**Set task A:** Render the rows under Block 1 as a numbered list, skipping blank lines and leaving the picture out.

**Text passage:**
^^^^^^^^^^^^^^^^

I have to agree here as well, there are a lot of Charlatans out there teaching Tai Chi. I have seen a few as I am sure you have as well. And thanks to well meaning Tai Chi masters, if you will, it has gotten worse. The Chen family has been giving seminars all over the world as has the Yang Family and in some cases you get very good Tai Chi people from this. But in others you get someone who goes to a few seminars and then opens a school and says I learned from Chen or Yang or Wu or pick a family, and people flock to them. 

Also you have people like one near me that is from China and is trained in China as a gym teacher. In China gym teachers can be taught Wu Shu and Tai Chi competition forms. Well, he came to the US and opened a school to teach what he knows and this is fine, but he expanded because he has basic knowledge and is an incredibly good mimic. He now teachers 100s of different forms and styles from Yang to Sun from Shaolin to Wudang to Eagle claw all because he bought videos and copied them or he goes to China and video tapes these people doing forms and copies them. And to be honest his forms are very good, but they are just that, only forms, no substance. And I have talked to some of his students who tell me they know Yang Style, Chen Style, Wu Style, Sun Style, Bagua, Xingyi, and Shaolin. And they learned it all in 2 or 3 years.


----------

^^^^^^^^^^^^^^^^

**Input for this task:**
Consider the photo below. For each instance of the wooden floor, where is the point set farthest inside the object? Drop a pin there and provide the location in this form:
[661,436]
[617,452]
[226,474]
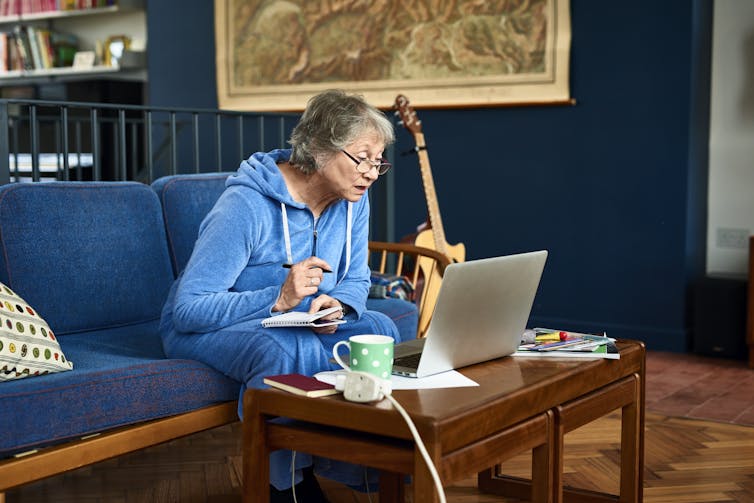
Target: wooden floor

^^^^^^^^^^^^^^^^

**Set task B:** Write out the Tai Chi forum post word for word, starting at "Also you have" and ending at "or 3 years.".

**Worked answer A:**
1. Consider the photo below. For each instance of the wooden floor, where is the point set farthest inside the object? Drop a pin there and provide the location in this form:
2. [661,436]
3. [617,452]
4. [226,474]
5. Target: wooden floor

**Worked answer B:**
Also you have people like one near me that is from China and is trained in China as a gym teacher. In China gym teachers can be taught Wu Shu and Tai Chi competition forms. Well, he came to the US and opened a school to teach what he knows and this is fine, but he expanded because he has basic knowledge and is an incredibly good mimic. He now teachers 100s of different forms and styles from Yang to Sun from Shaolin to Wudang to Eagle claw all because he bought videos and copied them or he goes to China and video tapes these people doing forms and copies them. And to be honest his forms are very good, but they are just that, only forms, no substance. And I have talked to some of his students who tell me they know Yang Style, Chen Style, Wu Style, Sun Style, Bagua, Xingyi, and Shaolin. And they learned it all in 2 or 3 years.